** Begin RECORD EXCERPTS **

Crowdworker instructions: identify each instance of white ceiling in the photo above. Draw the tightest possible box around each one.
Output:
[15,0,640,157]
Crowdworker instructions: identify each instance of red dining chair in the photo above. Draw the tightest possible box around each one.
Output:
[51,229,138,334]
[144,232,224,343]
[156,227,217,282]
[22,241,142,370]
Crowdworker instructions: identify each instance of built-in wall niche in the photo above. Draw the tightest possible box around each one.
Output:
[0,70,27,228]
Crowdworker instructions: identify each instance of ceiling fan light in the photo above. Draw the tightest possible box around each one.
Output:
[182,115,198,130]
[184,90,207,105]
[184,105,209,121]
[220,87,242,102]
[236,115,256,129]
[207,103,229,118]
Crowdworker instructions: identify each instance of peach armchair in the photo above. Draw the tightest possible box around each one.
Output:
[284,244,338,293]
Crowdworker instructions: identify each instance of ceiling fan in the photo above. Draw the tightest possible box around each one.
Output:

** End RECORD EXCERPTS **

* WHAT YOU NEED TO DO *
List each line in the material above that contains the word "Crowdworker".

* ANSWER IN FULL *
Crowdworker instructions: identify each instance of white ceiling in the photo above. Draw the tightest possible box around each one.
Crowdworker instructions: identify each instance of red dining chair in the photo above. Draw the tightest possible box around each one.
Crowdworker instructions: identify each instance of built-in wall niche in the photo above. Draw the tightest possible box around each one.
Crowdworker instructions: identify each instance of ceiling fan light in the photo above. Draw the tightest possible box around each one.
Crowdworker instructions: identify each instance of peach armchair in the photo above. Draw the tightest possible box around each one.
Crowdworker instructions: identify each instance of ceiling fan in the photo above. Draw the tightest possible box around each one.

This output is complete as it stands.